**Задания для выполнения:**
1/ Определите, соответствуют ли тексту о Шульгине утверждения (а), (б) и (в), и к каждому ответу «да» или «нет» приведите точную цитату из текста о Шульгине, которая это решает. (а) Отречение последнего императора Шульгин принял вместе с А. И. Гучковым. (б) Ильф и Петров лично встречались с Шульгиным. (в) Автор узнал о догадке И. Н. Толстого из газетной статьи.
2/ Продолжите текст о Шульгине, начав сразу после его последнего предложения и сохранив интонацию автора.

**Исходный текст:**
ПЕЧАТНЫЙ ДВОР
В. В. Шульгин. Тени, которые проходят. Сост. Р. Г. Красюков. — СПб.: Нестор-История, 2012.
Да, да. Тот самый. Василий Витальевич. 1878—1976.
Историческое лицо: член дореволюционной Госдумы, от ее имени принял (вместе с
А. И. Гучковым) отречение последнего императора.
Стальной (насколько твердость не исключает гибкости) монархист. Охотно
отзывался на прозвище Честный Антисемит.
Он же — Ипполит Матвеевич Воробьянинов,
для О. Бендера — Киса. Этой блестящей догадкой мы
обязаны, если не ошибаюсь, И. Н. Толстому. Он рассказал про нее в телевизоре, и
я поверил сразу. (Попробуй не поверь: аргументы и факты.) А над этой вот книгой
лишний раз убедился, что Ильф и Петров были действительно хорошие писатели. Ни
тот ни другой никогда, конечно, не видели Шульгина, только читали его сочинение
«Три столицы», но что-то в его личности угадали. Сходство есть.

**Фрагмент набора данных:**
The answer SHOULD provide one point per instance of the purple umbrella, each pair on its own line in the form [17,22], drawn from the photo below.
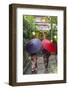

**Ответы к упражнению:**
1/
(а) Да: «от ее имени принял (вместе с А. И. Гучковым) отречение последнего императора».
(б) Нет: «Ни тот ни другой никогда, конечно, не видели Шульгина».
(в) Нет: «Он рассказал про нее в телевизоре».

2/
Карикатурное, разумеется. Воробьянинов — жадина, трус,
ничтожество, а Шульгин был, судя по всему (в том числе — по собственным
рассказам, — но, говорят, не только), абсолютно бескорыстен и бесстрашен,
принципами дорожил больше, чем жизнью, никогда ни слова не сказал и не написал
против своей совести; короче — благородный человек.
Одна-единственная черта сближает эти фигуры: какое-то
расслабленное представление о реальности. В которой
они ориентируются по ложным схемам. В случае Воробьянинова
это просто смешно. Вечно попадает впросак, произносит вздор и получает
колотушки? Так ему, мелкому выжиге, обывателю, лишенцу, и надо. А Шульгин-то
был политическим деятелем, политическим мыслителем, политическим оратором,
политическим (и не только) писателем. Но на всех этих поприщах тоже ничего,
кроме вздора, не произвел и ничего, кроме колотушек, не заработал.
Впрочем, было бы грубым цинизмом приравнять к колотушкам приговор на двадцать пять лет заключения и отбытые
двенадцать. И гибель детей, и смерть жен, и все остальные утраты, и суровую
старость. Трагическая, да еще трагически долгая выпала человеку жизнь, что и
говорить.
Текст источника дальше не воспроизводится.